● Data to use

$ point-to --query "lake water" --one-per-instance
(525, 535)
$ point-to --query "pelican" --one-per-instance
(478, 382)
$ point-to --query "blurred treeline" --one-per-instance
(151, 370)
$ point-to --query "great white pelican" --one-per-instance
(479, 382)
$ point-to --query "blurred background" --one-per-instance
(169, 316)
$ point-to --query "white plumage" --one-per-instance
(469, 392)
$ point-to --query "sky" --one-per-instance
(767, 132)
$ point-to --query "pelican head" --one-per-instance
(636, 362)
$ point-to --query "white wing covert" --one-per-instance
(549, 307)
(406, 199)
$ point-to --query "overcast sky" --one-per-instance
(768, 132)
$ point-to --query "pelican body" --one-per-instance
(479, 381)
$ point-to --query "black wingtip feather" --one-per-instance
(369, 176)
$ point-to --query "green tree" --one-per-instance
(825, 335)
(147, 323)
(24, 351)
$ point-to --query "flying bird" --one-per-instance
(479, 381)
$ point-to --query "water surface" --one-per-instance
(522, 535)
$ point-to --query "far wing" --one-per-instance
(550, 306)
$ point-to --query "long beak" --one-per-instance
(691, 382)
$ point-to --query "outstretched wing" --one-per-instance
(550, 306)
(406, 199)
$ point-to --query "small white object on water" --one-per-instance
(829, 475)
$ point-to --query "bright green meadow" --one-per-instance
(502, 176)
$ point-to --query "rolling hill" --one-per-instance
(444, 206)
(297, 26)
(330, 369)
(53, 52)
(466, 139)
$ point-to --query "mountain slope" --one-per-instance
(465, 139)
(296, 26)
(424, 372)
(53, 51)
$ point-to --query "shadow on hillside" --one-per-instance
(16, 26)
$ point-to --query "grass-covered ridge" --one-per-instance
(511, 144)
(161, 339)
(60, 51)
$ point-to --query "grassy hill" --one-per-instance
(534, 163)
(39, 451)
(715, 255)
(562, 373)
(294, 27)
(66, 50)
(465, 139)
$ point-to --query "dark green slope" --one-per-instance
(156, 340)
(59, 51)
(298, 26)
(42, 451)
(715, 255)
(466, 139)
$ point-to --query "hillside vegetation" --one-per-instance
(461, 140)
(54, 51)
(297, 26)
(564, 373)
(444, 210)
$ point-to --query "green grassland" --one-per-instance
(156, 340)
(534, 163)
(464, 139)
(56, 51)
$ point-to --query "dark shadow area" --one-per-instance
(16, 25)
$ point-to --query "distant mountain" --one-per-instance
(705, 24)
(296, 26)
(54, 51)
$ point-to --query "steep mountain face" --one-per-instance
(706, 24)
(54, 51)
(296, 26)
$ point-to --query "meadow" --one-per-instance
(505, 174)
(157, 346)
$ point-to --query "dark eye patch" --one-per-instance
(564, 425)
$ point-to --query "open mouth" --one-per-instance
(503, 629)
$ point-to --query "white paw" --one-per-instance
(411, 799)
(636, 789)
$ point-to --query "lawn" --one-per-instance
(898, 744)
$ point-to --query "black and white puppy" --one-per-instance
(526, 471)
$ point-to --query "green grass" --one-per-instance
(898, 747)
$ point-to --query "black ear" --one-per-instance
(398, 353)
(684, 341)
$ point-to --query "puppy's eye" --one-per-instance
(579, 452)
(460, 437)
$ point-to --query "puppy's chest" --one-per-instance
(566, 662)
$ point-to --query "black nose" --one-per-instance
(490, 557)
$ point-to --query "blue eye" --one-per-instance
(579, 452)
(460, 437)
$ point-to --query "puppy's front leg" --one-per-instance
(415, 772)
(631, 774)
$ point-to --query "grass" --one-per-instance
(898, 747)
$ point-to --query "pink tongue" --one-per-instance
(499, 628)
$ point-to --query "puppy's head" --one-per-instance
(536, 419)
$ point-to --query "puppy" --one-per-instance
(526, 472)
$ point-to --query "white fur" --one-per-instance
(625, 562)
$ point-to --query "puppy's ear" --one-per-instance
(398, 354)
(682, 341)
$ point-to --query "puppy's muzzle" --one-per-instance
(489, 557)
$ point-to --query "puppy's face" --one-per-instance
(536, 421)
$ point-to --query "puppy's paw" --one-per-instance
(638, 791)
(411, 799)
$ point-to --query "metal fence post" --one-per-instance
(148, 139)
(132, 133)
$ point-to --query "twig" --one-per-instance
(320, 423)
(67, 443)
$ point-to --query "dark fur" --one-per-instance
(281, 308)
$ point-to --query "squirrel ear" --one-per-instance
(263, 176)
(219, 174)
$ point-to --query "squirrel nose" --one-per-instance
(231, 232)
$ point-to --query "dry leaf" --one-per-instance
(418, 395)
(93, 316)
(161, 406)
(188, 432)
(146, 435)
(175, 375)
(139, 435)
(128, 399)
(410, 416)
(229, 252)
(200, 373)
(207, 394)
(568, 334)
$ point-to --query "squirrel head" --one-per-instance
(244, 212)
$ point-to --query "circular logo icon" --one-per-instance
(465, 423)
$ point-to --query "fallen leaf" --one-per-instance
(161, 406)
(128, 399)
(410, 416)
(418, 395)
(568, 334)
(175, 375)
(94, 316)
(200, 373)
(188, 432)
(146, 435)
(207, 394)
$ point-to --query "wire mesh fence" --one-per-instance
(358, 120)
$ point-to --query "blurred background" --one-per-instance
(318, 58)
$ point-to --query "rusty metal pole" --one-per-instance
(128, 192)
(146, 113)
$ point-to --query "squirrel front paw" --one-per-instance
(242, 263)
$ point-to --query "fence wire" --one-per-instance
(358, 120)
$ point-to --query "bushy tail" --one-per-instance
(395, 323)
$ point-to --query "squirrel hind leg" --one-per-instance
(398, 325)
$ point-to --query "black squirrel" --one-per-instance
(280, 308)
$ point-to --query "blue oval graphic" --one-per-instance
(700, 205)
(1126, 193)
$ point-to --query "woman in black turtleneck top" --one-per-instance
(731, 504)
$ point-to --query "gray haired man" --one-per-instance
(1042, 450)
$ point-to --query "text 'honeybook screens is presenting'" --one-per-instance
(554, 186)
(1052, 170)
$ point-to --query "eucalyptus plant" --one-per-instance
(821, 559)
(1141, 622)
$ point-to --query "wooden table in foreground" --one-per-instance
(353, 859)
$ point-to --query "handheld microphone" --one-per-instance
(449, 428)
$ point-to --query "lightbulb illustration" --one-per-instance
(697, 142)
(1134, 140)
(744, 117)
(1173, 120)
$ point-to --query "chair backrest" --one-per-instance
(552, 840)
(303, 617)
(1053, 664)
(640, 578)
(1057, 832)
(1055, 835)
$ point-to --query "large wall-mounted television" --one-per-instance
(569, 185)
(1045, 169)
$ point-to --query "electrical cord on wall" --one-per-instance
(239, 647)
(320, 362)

● What to work on
Write all the data out again, exactly.

● Expected output
$ point-to --query "lake water" --one-per-instance
(525, 535)
$ point-to --query "pelican" --one-per-instance
(478, 382)
$ point-to --query "blurred treeline" --one-per-instance
(151, 370)
$ point-to --query "great white pelican" --one-per-instance
(479, 382)
$ point-to --query "blurred background" --one-per-instance
(169, 316)
$ point-to --query "white plumage" --one-per-instance
(469, 392)
$ point-to --query "sky" --one-per-instance
(767, 132)
$ point-to --query "pelican head" --one-per-instance
(636, 362)
$ point-to --query "white wing covert" --one-per-instance
(549, 307)
(406, 199)
$ point-to --query "overcast sky" --one-per-instance
(768, 132)
$ point-to --query "pelican body" --one-per-instance
(479, 381)
$ point-to --query "black wingtip feather" --one-per-instance
(369, 176)
$ point-to --query "green tree" --one-per-instance
(825, 335)
(147, 323)
(24, 351)
$ point-to --query "flying bird" --one-per-instance
(479, 381)
$ point-to --query "water surface" --one-per-instance
(522, 535)
$ point-to --query "far wing" --one-per-instance
(550, 306)
$ point-to --query "long beak" --one-per-instance
(691, 382)
$ point-to --query "outstretched wing" --one-per-instance
(550, 306)
(406, 199)
$ point-to --query "small white object on water" --one-per-instance
(829, 475)
$ point-to --query "bright green meadow" --one-per-instance
(502, 176)
$ point-to --query "rolling hill" --one-per-instance
(444, 206)
(297, 26)
(330, 369)
(53, 52)
(466, 139)
$ point-to --query "mountain slope" --one-per-instance
(465, 139)
(296, 26)
(424, 372)
(53, 51)
$ point-to --query "shadow on hillside" --one-per-instance
(16, 26)
$ point-to --query "grass-covered ridge" --one-per-instance
(511, 144)
(161, 339)
(60, 51)
$ point-to --query "grassy hill" --one-per-instance
(534, 163)
(39, 451)
(715, 255)
(562, 373)
(294, 27)
(66, 50)
(465, 139)
$ point-to --query "dark green slope" --one-per-instance
(156, 340)
(59, 51)
(298, 26)
(42, 451)
(715, 255)
(466, 139)
$ point-to --query "hillside vegetation" --one-per-instance
(461, 140)
(54, 51)
(297, 26)
(564, 373)
(444, 210)
$ point-to --query "green grassland" --one-per-instance
(156, 340)
(534, 163)
(464, 139)
(56, 51)
$ point-to --query "dark shadow area" --one-per-instance
(16, 25)
$ point-to --query "distant mountain" --one-per-instance
(705, 24)
(296, 26)
(54, 51)
$ point-to --query "steep mountain face" --one-per-instance
(706, 24)
(54, 51)
(296, 26)
$ point-to --query "meadow" --one-per-instance
(505, 174)
(157, 346)
$ point-to --query "dark eye patch" --one-per-instance
(564, 425)
$ point-to --query "open mouth" --one-per-instance
(503, 629)
$ point-to --query "white paw" --one-per-instance
(411, 799)
(636, 789)
$ point-to --query "lawn" --one-per-instance
(898, 744)
$ point-to --query "black and white puppy" --one-per-instance
(526, 471)
$ point-to --query "green grass" --one-per-instance
(898, 747)
$ point-to --query "black ear" --one-per-instance
(398, 353)
(684, 341)
$ point-to --query "puppy's eye" --one-per-instance
(579, 452)
(460, 437)
$ point-to --query "puppy's chest" --one-per-instance
(566, 662)
$ point-to --query "black nose" --one-per-instance
(490, 557)
$ point-to --query "blue eye" --one-per-instance
(579, 452)
(460, 437)
$ point-to --query "puppy's front leg" --one-per-instance
(415, 772)
(631, 774)
$ point-to --query "grass" --one-per-instance
(898, 747)
$ point-to --query "pink tongue" --one-per-instance
(499, 628)
$ point-to --query "puppy's head" --one-per-instance
(536, 419)
$ point-to --query "puppy" --one-per-instance
(526, 472)
$ point-to --query "white fur" --one-per-instance
(625, 562)
$ point-to --query "puppy's ear" --one-per-instance
(398, 354)
(682, 341)
$ point-to --query "puppy's muzzle" --one-per-instance
(489, 557)
$ point-to --query "puppy's face" --one-per-instance
(536, 421)
$ point-to --query "puppy's paw" --one-per-instance
(638, 791)
(411, 799)
$ point-to --query "metal fence post" --one-per-instance
(148, 139)
(132, 133)
$ point-to --query "twig" --one-per-instance
(320, 423)
(67, 443)
$ point-to --query "dark fur" --one-per-instance
(281, 308)
$ point-to --query "squirrel ear" --one-per-instance
(263, 176)
(219, 174)
$ point-to --query "squirrel nose" --one-per-instance
(231, 232)
$ point-to --query "dry leaf" --one-per-instance
(418, 395)
(93, 316)
(161, 406)
(188, 432)
(146, 435)
(175, 375)
(139, 435)
(128, 399)
(410, 416)
(229, 252)
(200, 373)
(207, 394)
(568, 334)
$ point-to --query "squirrel head" --one-per-instance
(244, 212)
$ point-to --query "circular logo icon" --one-per-instance
(465, 423)
$ point-to --query "fallen leaf" --one-per-instance
(161, 406)
(128, 399)
(410, 416)
(418, 395)
(568, 334)
(175, 375)
(94, 316)
(200, 373)
(188, 432)
(146, 435)
(207, 394)
$ point-to --query "wire mesh fence" --one-per-instance
(358, 120)
$ point-to --query "blurred background" --one-per-instance
(318, 58)
$ point-to --query "rusty metal pole" --one-per-instance
(128, 192)
(146, 113)
$ point-to --query "squirrel front paw" --one-per-instance
(242, 263)
$ point-to --query "fence wire" --one-per-instance
(358, 120)
$ point-to --query "bushy tail" --one-per-instance
(395, 323)
$ point-to --query "squirrel hind leg" --one-per-instance
(398, 325)
$ point-to --query "black squirrel" --one-per-instance
(280, 308)
$ point-to --query "blue oval graphic" --one-per-instance
(700, 205)
(1126, 193)
$ point-to --query "woman in black turtleneck top" --one-per-instance
(731, 504)
$ point-to --query "gray haired man" --one-per-instance
(1042, 450)
$ point-to --query "text 'honeybook screens is presenting'" --one-per-instance
(554, 186)
(1052, 170)
$ point-to --query "eucalyptus plant" --one-per-instance
(821, 559)
(1141, 622)
$ point-to --query "wooden table in foreground" --one-per-instance
(353, 859)
$ point-to --query "handheld microphone" --one-per-instance
(449, 428)
$ point-to --query "lightbulb illustration" --one-per-instance
(697, 142)
(1134, 140)
(744, 117)
(1173, 120)
$ point-to --query "chair backrest" --one-per-instance
(552, 840)
(303, 617)
(1053, 664)
(640, 578)
(1057, 832)
(1055, 835)
$ point-to --query "large wall-mounted television" --one-per-instance
(569, 185)
(1045, 169)
$ point-to --query "electrical cord on wall" --one-per-instance
(239, 647)
(320, 362)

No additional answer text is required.